> **Extracted text**:
►

Nigel Farage was mocked for his trip to the Maldives where he claimed he had been "blocked" from entering the Chagos Islands
Nigel Farage's failed bid to reach the Chagos Islands was funded by a Reform mega-donor who footed the bill for his £12,500 seat on his private jet.
Thai-based crypto-currency billionaire Christopher Harborne gifted the Brexit MP a seat on a plane that took Farage across the globe to the Maldives last month. Farage - nicknamed "Nine Jobs Nigel" for his lucrative side-hustles outside of his job as a £93,000-a-year MP - claimed he flew to the Maldives with supplies as a "humanitarian aid mission".
But after posting on social that he had been "blocked" from going to the island, he was mocked for the stunt. Former Tory defence secretary Ben Wallace said the site was a "sensitive military base" and said granting access would be akin to having "open days around the trident warhead or open house for the SAS".

◄

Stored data
►

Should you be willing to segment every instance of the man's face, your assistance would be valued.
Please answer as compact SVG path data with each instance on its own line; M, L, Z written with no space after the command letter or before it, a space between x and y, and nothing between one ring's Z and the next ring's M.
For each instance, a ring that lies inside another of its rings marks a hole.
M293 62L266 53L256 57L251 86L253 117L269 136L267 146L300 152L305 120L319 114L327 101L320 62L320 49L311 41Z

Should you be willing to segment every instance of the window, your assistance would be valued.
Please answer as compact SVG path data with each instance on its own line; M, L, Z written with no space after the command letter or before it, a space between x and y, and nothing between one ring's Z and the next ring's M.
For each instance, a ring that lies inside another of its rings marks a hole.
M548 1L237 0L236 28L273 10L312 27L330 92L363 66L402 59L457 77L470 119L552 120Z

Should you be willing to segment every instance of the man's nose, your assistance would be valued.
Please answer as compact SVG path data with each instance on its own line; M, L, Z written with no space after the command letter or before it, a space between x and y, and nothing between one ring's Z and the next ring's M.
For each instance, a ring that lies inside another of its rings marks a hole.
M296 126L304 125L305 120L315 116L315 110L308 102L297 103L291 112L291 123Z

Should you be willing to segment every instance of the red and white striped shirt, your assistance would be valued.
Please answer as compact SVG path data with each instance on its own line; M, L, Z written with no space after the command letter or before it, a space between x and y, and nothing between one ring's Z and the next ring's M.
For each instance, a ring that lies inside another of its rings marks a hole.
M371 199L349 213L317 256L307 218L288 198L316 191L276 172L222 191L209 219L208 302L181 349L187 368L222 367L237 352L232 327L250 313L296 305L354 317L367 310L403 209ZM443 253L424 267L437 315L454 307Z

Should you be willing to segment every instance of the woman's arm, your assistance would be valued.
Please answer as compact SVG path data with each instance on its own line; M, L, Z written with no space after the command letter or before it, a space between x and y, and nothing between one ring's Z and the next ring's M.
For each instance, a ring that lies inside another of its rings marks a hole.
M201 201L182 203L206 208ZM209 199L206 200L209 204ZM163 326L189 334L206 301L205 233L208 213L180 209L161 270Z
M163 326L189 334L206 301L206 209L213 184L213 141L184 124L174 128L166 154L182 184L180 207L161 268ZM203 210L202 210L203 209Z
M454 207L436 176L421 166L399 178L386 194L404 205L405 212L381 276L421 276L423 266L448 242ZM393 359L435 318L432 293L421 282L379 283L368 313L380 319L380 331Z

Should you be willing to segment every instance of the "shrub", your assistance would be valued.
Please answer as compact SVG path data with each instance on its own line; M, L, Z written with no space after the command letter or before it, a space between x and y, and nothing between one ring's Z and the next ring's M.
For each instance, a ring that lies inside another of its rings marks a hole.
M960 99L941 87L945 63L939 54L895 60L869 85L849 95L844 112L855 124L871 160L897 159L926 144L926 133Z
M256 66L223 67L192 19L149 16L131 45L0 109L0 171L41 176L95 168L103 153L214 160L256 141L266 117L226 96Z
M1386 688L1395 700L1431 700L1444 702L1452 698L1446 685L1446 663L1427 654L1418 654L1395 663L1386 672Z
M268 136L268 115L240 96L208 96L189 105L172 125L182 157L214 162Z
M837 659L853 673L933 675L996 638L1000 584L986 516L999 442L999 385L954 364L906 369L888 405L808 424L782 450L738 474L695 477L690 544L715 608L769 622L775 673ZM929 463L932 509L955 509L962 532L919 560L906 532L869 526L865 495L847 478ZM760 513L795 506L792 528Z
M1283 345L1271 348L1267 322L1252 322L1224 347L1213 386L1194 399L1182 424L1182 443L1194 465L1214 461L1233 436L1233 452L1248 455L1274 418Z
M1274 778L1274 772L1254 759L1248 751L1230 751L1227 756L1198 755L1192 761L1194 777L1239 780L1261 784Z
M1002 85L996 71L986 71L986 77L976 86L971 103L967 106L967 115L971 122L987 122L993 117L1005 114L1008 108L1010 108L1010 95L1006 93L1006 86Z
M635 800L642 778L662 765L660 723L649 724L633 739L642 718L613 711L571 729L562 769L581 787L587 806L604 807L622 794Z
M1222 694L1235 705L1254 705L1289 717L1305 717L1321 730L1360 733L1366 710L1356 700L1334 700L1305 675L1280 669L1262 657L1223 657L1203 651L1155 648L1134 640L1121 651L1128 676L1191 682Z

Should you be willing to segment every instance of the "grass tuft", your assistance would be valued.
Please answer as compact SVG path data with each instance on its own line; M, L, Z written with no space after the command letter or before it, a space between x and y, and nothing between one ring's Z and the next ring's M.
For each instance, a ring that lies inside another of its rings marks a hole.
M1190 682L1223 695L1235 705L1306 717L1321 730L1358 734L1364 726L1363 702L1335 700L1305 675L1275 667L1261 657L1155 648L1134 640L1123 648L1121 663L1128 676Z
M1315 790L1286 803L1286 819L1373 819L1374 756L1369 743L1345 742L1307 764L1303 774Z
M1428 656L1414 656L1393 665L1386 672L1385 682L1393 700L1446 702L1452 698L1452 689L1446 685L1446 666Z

◄

> **Required actions**:
(1) Output the passage of the article on Nigel Farage's Chagos trip from "Nigel Farage was" to "his private jet.".
(2) In the article on Nigel Farage's Chagos trip, who gifted Farage a seat on the plane to the Maldives?

> **Written responses**:
(1)
Nigel Farage was mocked for his trip to the Maldives where he claimed he had been "blocked" from entering the Chagos Islands
Nigel Farage's failed bid to reach the Chagos Islands was funded by a Reform mega-donor who footed the bill for his £12,500 seat on his private jet.

(2) Christopher Harborne, a Thai-based crypto-currency billionaire and Reform mega-donor.